Provided text:
────────────────
News Release

Deep learning merges advantages of holography and bright-field microscopy for 3D imaging

Peer-Reviewed Publication

Light Publishing Center, Changchun Institute of Optics, Fine Mechanics And Physics, CAS

Bright-field Holography

image: This is an overview of Bright-field Holography concept. view more 

Credit: Changchun Institute of Optics, Fine Mechanics and Physics

Digital holographic microscopy is an imaging modality that can digitally reconstruct the images of 3D samples from a single hologram by digitally refocusing it through the entire 3D sample volume. In comparison, scanning through a sample volume with a conventional light microscope requires using a mechanical stage to shift the sample and taking multiple images at various depths, which sets a constraint on the achievable imaging speed and throughput. Moreover, holographic imaging can be performed at a fraction of the size and cost of a conventional bright-field microscope, also covering a much larger field of view. This has enabled a myriad of hand-held devices powered by holography for bio-medical diagnostics and environmental sensing applications. Despite these advantages, the resulting images of a holographic microscope in general suffer from light interference related spatial artifacts, which can limit the achievable contrast in the reconstructed hologram.
────────────────
Given information:
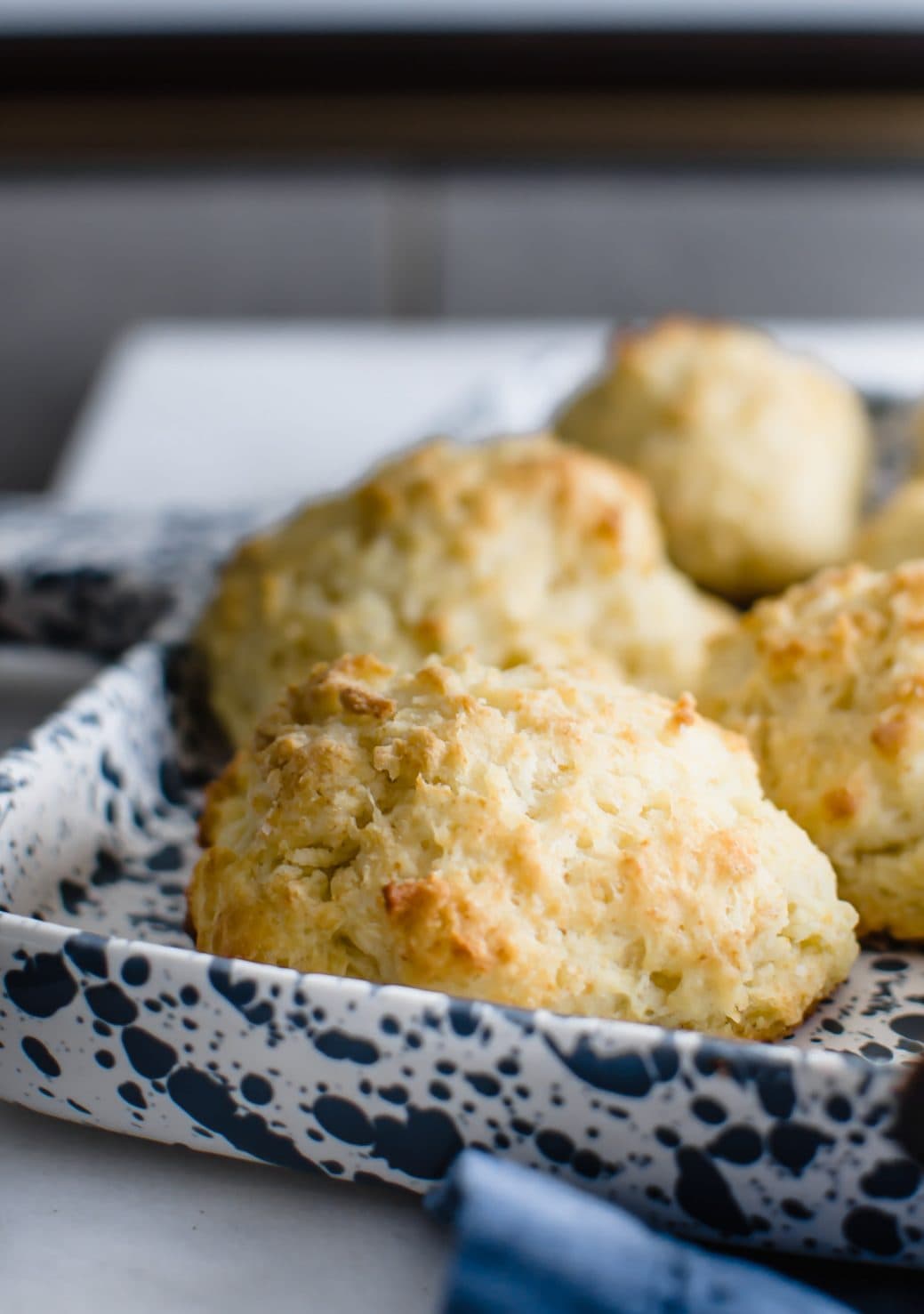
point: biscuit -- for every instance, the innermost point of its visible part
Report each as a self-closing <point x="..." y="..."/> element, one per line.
────────────────
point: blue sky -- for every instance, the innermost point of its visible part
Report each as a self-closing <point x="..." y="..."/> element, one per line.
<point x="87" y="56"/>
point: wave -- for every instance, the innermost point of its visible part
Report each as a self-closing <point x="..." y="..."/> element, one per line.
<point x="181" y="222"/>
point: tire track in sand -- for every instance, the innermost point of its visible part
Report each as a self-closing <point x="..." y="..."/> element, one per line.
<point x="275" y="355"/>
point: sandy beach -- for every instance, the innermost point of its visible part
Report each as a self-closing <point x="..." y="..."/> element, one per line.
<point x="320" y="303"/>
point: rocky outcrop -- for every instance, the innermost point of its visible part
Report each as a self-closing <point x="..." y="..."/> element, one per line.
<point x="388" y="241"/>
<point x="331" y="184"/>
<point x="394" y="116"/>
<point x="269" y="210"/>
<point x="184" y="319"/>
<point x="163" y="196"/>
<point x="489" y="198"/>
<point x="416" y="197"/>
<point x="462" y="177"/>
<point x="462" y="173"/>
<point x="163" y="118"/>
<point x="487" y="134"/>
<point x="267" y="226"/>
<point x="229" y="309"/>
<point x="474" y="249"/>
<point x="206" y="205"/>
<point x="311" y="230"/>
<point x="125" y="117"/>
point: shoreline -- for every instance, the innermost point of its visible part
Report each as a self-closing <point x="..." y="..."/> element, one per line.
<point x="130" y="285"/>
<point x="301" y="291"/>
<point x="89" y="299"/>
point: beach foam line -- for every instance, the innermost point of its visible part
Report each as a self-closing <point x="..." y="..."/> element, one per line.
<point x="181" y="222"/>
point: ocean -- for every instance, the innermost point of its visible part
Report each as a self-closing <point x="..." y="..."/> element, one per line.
────────────────
Actions to take:
• 1. Summarize the news release in two sentences.
• 2. In the news release, the sentence beginning "Moreover, holographic imaging" compares holographic imaging with a conventional bright-field microscope. List every advantage of holographic imaging that this sentence names.
The listing has no connection to the news release.

Responses to the exercise:
• 1. Digital holographic microscopy can reconstruct images of 3D samples from a single hologram by digitally refocusing through the sample volume, whereas a conventional light microscope must shift the sample with a mechanical stage and take multiple images at various depths, which constrains imaging speed and throughput. Holographic imaging is also smaller and cheaper, covers a much larger field of view, and has enabled hand-held devices for bio-medical diagnostics and environmental sensing, but its images generally suffer from light-interference spatial artifacts that can limit contrast.

• 2.
- A fraction of the size
- A fraction of the cost
- A much larger field of view